ASSIGNED TASK:
Lines before the one containing "Target: blue metal pole" are to be skipped; reproduce that line and the rest of the records below exactly.

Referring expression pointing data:
* * * *
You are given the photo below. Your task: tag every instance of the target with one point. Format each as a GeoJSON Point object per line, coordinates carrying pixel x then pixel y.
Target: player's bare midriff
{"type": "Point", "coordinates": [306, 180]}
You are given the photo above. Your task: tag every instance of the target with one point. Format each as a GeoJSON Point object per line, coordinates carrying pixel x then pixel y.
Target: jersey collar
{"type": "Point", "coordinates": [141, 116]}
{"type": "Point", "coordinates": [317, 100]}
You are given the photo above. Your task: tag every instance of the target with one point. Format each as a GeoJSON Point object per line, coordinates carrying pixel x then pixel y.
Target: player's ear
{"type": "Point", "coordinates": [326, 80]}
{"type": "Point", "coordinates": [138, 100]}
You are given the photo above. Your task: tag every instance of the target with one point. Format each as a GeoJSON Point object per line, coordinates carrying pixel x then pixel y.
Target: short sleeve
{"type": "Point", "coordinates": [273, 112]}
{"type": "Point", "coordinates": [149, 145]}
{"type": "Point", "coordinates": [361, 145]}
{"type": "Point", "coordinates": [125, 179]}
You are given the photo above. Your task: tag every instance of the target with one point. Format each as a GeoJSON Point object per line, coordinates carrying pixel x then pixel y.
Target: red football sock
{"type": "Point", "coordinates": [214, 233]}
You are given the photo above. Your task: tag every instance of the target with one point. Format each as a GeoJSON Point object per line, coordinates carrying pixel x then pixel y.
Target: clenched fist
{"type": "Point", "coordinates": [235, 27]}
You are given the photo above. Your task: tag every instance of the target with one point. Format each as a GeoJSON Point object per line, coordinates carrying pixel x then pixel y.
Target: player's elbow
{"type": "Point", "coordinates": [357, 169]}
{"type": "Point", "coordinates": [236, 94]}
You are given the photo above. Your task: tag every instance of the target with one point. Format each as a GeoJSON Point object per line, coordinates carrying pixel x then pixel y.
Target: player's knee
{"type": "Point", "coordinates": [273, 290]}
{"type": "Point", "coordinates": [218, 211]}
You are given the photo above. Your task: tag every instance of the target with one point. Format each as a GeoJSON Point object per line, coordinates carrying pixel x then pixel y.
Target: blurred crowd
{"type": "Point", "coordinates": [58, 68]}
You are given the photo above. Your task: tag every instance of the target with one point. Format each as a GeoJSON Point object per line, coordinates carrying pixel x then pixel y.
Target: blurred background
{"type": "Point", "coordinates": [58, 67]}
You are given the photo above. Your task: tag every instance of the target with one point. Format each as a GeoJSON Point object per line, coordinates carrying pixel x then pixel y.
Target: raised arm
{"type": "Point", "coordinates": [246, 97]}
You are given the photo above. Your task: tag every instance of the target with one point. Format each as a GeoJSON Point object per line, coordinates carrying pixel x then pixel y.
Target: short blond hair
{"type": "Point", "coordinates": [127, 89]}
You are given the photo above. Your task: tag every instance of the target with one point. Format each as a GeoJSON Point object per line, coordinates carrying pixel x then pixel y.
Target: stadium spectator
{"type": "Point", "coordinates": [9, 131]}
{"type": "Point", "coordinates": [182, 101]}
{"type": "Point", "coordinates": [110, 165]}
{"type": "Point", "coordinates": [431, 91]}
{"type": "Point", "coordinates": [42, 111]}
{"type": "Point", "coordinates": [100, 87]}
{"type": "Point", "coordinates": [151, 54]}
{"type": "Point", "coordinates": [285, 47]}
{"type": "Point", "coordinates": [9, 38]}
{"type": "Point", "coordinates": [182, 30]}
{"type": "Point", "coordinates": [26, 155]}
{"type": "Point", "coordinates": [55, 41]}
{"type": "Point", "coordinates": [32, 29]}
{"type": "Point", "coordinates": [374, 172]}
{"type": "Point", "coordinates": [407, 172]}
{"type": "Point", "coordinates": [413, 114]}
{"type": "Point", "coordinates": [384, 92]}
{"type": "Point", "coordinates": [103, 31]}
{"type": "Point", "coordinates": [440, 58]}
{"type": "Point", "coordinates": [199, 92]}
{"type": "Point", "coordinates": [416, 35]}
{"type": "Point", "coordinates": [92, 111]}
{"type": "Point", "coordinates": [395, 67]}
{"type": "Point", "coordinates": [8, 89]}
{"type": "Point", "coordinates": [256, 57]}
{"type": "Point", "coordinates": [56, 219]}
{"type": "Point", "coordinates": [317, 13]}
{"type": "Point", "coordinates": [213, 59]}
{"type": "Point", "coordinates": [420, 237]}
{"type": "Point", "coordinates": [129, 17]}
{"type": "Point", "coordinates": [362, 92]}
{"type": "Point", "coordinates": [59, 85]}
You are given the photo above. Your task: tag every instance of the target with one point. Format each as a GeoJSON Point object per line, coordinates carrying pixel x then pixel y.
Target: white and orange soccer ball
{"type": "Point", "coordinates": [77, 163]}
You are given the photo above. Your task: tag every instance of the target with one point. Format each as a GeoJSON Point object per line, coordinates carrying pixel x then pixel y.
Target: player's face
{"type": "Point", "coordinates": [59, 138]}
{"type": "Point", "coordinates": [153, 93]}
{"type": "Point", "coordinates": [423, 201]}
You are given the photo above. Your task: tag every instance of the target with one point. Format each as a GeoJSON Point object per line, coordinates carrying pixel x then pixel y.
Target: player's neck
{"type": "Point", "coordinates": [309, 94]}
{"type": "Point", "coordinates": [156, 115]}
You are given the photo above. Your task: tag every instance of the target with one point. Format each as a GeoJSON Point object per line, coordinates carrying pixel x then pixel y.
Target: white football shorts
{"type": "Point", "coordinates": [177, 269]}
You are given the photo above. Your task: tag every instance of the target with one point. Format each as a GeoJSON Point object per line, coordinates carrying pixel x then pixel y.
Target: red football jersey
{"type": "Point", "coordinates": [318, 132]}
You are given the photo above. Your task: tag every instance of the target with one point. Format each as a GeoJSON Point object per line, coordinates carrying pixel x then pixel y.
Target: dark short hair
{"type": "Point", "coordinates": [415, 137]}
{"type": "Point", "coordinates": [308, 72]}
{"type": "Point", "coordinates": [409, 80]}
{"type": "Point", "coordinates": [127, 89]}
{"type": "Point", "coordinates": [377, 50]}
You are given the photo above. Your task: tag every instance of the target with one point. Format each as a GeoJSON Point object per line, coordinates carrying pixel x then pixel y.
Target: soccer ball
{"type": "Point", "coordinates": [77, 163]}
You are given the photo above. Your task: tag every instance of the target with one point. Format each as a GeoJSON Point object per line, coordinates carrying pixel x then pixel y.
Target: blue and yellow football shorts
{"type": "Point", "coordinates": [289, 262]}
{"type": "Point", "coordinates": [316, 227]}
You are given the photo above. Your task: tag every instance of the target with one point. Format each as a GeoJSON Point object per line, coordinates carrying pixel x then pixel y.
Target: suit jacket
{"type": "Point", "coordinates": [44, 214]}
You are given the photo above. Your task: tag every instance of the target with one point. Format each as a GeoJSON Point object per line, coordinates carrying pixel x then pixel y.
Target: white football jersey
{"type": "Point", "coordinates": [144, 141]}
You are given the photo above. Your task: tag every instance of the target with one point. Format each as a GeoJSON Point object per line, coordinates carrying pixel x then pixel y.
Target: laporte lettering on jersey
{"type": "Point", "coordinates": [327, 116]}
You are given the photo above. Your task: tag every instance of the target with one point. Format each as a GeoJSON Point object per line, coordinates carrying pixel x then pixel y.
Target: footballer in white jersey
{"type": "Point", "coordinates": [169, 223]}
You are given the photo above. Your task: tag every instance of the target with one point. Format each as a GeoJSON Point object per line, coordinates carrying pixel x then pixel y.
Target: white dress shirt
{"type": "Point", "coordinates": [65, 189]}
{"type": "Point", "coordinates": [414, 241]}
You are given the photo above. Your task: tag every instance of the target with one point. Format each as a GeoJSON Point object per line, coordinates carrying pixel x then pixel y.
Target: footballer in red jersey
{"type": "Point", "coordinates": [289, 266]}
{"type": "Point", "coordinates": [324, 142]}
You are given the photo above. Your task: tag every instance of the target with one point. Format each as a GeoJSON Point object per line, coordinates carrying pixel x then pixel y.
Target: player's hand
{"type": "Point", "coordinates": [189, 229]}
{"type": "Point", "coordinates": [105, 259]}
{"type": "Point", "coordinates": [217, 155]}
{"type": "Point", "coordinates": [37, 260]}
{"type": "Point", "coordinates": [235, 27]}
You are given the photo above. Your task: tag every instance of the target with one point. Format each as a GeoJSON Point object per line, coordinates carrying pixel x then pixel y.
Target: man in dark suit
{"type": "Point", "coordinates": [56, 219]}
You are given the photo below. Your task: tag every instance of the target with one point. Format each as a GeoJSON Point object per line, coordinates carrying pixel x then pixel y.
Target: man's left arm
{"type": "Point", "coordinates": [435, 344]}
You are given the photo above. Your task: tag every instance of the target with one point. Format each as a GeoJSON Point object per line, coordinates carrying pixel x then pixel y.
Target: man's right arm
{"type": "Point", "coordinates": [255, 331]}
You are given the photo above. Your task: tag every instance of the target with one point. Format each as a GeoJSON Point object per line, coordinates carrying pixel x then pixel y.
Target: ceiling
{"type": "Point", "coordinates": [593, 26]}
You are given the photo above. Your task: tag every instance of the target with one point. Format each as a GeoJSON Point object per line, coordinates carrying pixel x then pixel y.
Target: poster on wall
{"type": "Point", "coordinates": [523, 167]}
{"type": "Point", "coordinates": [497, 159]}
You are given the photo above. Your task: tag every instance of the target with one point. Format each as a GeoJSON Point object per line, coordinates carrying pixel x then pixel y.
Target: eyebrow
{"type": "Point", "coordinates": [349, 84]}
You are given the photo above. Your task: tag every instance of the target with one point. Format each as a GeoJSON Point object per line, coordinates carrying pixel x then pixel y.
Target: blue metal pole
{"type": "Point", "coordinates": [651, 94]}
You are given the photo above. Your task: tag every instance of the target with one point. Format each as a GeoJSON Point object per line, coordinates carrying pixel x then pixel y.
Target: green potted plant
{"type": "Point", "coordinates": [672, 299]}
* * * *
SOLUTION TO THIS PROBLEM:
Target: blue metal pole
{"type": "Point", "coordinates": [651, 94]}
You are given the photo above. Your task: tag every instance of the target with one point. Format each as a GeoJSON Point object per line, coordinates carrying pixel x then pixel y.
Target: green potted plant
{"type": "Point", "coordinates": [672, 299]}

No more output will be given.